GIVEN PASSAGE:
------------

WWViews complemented these more common public opinion mechanisms by providing a unique window into the informed views of a broad demographic sample of non-self-selected, ordinary people from all over the earth. In this way the WWViews results can function as unique and vitally needed political capital, of long-enduring value to many different actors in climate change politics, ranging from policy analysts to stakeholder groups, journalists, COP delegates, and other political leaders.
Structure and process
THE WWVIEWS DESIGN
Early 2008 and onwards
The cornerstones of the WWViews method were laid down at an early stage in a workshop with the first WWViews partners. The design of WWViews was developed in response to the practical challenges the partners faced:
• Cheap and easy: The method had to be feasible for potentially all countries in the world to participate, regardless of financial income and general education level.
• Transparent: The method needed to be described publicly and in detail so that it could be understood and scrutinized by any interested person or party.
• Clear link to policymaking: It had to address issues of immediate relevance to policy-makers.
• Both global and national: It had to be salient to both national and global decision making.
• Clear and comparable results: Results had to be comparable across countries and regions and they had to be easy to communicate to policy-makers.
• Informed citizens: Citizens had to be provided with the balanced information necessary in order to understand the issues debated.
• Deliberation: Citizens should be given the opportunity to discuss their views with each other before defining their own standpoints.
• Qualitative and quantitative: The citizens should have opportunity to phrase their own recommendations as well as voting on alternative answers to predefined questions.
On this basis, it was decided to have large groups of citizens (roughly 100) meet in each of their respective countries or regions to deliberate on an identical set of questions, using identical meeting designs, and then connect these meetings and their results through web technology. In practice, the average WWViews meeting size turned out to include 90 citizens.

------------

AVAILABLE DATA:
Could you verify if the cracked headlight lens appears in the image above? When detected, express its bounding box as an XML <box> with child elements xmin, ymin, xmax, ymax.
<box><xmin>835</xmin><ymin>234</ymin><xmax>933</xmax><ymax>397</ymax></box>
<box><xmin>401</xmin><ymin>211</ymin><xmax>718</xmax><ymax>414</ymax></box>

------------

WHAT YOU NEED TO DO:
1 > Name each requirement listed in the WWViews design passage as a challenge the method had to meet.
2 > According to the WWViews design passage, how many citizens did the average WWViews meeting actually include?
This data is not needed here.

FINAL RESULTS:
1 >
- Cheap and easy
- Transparent
- Clear link to policymaking
- Both global and national
- Clear and comparable results
- Informed citizens
- Deliberation
- Qualitative and quantitative

2 > The average WWViews meeting included 90 citizens.